Brief 1 | In the post about LLMs and permacomputing, whose quote has the writer been thinking of lately?
Brief 2 | Please carry on the post about LLMs and permacomputing, starting after its last sentence.

Source document |

There's some semi-apologetic interest in ML, esp. smaller local models, in the "permacomputing" (don't like the term but whatev) sphere. But I don't know if there's much of a conversation around LLMs. With all the hype and how resource intensive and externalities-heavy they are, I can see wanting to draw a line, but it's sad to see it become a purity test.

Lately the discussion around this has had me thinking of the William Köttke quote "not only is it ethical to use the resources of the current system construct the next one, ideally, all the resources of the current system would be used to that end".

I think that if the situation was as dire as it's made out to be (I think it is) and projects like uxn were a serious attempt at a mitigating response (less convinced, as cool as they are), there's room for a conversation about beneficial-detrimental (rather than good-evil). Then we could discuss whether it's a good idea to use LLM-based tools when they are available to help build out infrastructure that runs without them, whether there's a nuance as to at what level of automation we draw the line (Ivan Illich, tools vs machines etc), human augmentation vs replacement, the cognitive load stuff Keeter's post touches on and so on.

Extracted records |

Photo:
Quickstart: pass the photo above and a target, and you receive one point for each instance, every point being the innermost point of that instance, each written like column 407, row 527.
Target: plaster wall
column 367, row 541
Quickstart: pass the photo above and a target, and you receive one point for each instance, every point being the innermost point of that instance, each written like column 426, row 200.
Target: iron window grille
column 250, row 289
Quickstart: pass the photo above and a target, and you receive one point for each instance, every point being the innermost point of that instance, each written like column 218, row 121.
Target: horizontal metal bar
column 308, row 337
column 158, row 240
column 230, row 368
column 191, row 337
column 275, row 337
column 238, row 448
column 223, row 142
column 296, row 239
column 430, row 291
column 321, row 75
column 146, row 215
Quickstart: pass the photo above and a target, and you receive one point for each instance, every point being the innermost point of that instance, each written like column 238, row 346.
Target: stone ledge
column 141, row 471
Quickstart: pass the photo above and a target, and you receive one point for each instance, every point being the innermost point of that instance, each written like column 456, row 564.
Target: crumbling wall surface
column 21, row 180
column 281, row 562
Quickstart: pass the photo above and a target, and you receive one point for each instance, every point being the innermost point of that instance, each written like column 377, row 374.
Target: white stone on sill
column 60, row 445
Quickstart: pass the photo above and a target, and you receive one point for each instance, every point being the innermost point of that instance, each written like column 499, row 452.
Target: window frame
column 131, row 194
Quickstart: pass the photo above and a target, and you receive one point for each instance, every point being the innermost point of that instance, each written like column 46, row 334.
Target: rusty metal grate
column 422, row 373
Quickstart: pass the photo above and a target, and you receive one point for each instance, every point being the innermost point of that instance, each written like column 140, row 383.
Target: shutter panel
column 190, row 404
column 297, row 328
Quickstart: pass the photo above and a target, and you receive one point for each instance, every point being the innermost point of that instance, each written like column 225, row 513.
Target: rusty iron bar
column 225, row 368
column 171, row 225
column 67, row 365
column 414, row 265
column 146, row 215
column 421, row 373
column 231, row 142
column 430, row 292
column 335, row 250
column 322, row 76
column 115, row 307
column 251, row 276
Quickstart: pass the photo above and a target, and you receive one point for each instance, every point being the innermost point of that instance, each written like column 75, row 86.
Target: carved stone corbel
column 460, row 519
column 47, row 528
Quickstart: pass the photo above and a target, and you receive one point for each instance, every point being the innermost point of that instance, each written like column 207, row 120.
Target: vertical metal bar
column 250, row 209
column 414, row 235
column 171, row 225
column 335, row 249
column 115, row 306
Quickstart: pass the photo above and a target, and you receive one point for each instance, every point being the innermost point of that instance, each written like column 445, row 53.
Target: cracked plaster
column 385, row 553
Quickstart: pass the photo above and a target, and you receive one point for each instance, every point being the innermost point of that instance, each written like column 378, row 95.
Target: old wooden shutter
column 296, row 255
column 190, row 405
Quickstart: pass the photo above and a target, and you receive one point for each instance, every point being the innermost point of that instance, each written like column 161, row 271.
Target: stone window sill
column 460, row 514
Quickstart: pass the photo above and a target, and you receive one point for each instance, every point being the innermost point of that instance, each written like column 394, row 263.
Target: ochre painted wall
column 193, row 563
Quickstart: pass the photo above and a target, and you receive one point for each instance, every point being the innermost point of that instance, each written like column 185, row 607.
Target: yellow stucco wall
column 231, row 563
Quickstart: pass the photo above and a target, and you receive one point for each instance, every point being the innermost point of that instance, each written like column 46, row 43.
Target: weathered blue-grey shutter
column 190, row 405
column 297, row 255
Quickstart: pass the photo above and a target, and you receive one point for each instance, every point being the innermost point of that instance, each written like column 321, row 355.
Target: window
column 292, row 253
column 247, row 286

Answer section 1 | William Köttke's.

Answer section 2 |
Unfortunately, part of the polycrisis seems to be a difficulty in discussing things clearly.

> a bit tone deaf

Agree


Replies

selfhoster11today at 12:19 PM

I refuse to engage in "LLMs are evil, period" views. That's like walking out into a battlefield with a samurai sword, while your enemy has Gatling guns. You'll be shredded. The pressure to survive means new tools have to be examined and incorporated as and when needed. The resources needed to run a 24B LLM on a gaming GPU are not costing the earth.